Word for word, repeat each of the records below.

[Records from a dataset]
^^^^^^^^^^^^^^^^
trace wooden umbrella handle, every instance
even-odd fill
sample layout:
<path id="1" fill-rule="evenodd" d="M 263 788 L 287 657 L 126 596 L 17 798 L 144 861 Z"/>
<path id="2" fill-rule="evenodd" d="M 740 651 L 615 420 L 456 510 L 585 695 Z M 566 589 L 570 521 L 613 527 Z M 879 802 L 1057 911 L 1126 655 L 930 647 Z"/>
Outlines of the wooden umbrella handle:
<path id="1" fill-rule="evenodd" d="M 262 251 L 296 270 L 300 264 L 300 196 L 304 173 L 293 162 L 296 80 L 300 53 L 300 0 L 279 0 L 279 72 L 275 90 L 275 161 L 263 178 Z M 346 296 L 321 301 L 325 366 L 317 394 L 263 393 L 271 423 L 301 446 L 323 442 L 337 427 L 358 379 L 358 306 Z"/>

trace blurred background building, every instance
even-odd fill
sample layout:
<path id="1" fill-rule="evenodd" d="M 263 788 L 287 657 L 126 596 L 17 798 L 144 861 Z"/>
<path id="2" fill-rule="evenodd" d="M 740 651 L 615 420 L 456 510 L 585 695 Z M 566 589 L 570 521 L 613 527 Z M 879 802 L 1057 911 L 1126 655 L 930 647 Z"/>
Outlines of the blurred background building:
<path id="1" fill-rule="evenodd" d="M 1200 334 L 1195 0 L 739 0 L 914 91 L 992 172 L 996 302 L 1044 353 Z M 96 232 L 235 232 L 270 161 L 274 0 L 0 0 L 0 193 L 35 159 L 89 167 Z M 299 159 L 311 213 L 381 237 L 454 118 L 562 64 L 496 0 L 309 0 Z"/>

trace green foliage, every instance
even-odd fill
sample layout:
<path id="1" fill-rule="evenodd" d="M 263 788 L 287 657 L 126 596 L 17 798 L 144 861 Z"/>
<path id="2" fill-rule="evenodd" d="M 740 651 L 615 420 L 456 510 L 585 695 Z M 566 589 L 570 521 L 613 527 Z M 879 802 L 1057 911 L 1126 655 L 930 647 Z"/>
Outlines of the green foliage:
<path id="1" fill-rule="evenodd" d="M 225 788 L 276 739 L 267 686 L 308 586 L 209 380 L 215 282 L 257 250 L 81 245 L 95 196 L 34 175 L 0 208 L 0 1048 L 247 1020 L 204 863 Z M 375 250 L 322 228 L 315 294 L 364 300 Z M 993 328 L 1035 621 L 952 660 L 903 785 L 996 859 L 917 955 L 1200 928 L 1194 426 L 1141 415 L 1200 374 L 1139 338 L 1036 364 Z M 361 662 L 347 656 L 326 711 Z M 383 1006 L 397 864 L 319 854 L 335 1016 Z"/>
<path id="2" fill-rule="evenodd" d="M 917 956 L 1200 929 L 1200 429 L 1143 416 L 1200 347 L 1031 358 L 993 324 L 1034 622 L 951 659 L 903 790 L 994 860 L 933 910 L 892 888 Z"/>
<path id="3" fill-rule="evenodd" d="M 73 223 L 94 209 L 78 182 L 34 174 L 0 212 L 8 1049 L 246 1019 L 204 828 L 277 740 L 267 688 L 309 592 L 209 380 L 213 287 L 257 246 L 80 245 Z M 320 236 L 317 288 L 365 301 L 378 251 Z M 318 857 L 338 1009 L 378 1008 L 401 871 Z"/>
^^^^^^^^^^^^^^^^
SOLUTION TO THIS PROBLEM
trace wooden umbrella handle, every instance
even-odd fill
sample layout:
<path id="1" fill-rule="evenodd" d="M 263 788 L 287 657 L 126 596 L 17 798 L 144 861 Z"/>
<path id="2" fill-rule="evenodd" d="M 740 651 L 615 420 L 456 510 L 585 695 Z M 566 589 L 570 521 L 613 527 Z M 879 802 L 1057 911 L 1126 655 L 930 647 Z"/>
Outlines of the wooden umbrella handle:
<path id="1" fill-rule="evenodd" d="M 262 251 L 296 270 L 300 264 L 300 196 L 304 173 L 293 162 L 296 80 L 300 53 L 300 0 L 279 0 L 279 72 L 275 90 L 275 161 L 263 178 Z M 346 296 L 321 301 L 325 366 L 317 394 L 263 393 L 271 423 L 301 446 L 323 442 L 337 427 L 358 379 L 358 306 Z"/>

trace blurred background building, every instance
even-odd fill
sample layout:
<path id="1" fill-rule="evenodd" d="M 263 788 L 287 657 L 126 596 L 17 798 L 144 861 Z"/>
<path id="2" fill-rule="evenodd" d="M 740 651 L 615 420 L 456 510 L 585 695 Z M 566 589 L 570 521 L 613 527 Z M 879 802 L 1057 911 L 1126 655 L 930 647 Z"/>
Outlines of the blurred background building:
<path id="1" fill-rule="evenodd" d="M 1200 334 L 1195 0 L 739 0 L 914 91 L 992 172 L 996 302 L 1044 353 Z M 96 232 L 235 232 L 270 161 L 274 0 L 0 0 L 0 193 L 35 159 L 89 167 Z M 299 159 L 311 213 L 381 237 L 454 118 L 562 64 L 496 0 L 309 0 Z"/>

trace green foliage, every instance
even-odd fill
sample layout:
<path id="1" fill-rule="evenodd" d="M 263 788 L 287 657 L 126 596 L 17 798 L 144 861 Z"/>
<path id="2" fill-rule="evenodd" d="M 740 651 L 615 420 L 456 510 L 585 695 Z M 566 589 L 570 521 L 613 527 Z M 879 802 L 1057 911 L 1126 655 L 930 647 Z"/>
Outlines of the green foliage:
<path id="1" fill-rule="evenodd" d="M 225 788 L 276 739 L 267 686 L 308 586 L 209 380 L 215 282 L 257 250 L 81 245 L 95 196 L 34 175 L 0 208 L 0 1048 L 247 1020 L 204 863 Z M 375 250 L 322 228 L 315 294 L 364 300 Z M 993 328 L 1035 621 L 952 660 L 903 785 L 996 859 L 917 955 L 1200 928 L 1194 426 L 1141 415 L 1200 374 L 1139 338 L 1036 364 Z M 361 662 L 347 656 L 326 711 Z M 383 1006 L 397 864 L 319 854 L 335 1016 Z"/>
<path id="2" fill-rule="evenodd" d="M 917 956 L 1200 929 L 1200 429 L 1143 416 L 1200 347 L 1031 358 L 993 324 L 1034 622 L 951 659 L 903 790 L 994 860 L 933 910 L 892 888 Z"/>
<path id="3" fill-rule="evenodd" d="M 73 223 L 94 209 L 78 182 L 34 174 L 0 212 L 8 1049 L 246 1019 L 204 828 L 277 740 L 267 688 L 309 592 L 209 380 L 213 287 L 257 246 L 80 245 Z M 320 236 L 317 288 L 365 301 L 378 251 Z M 318 857 L 338 1009 L 378 1008 L 401 871 Z"/>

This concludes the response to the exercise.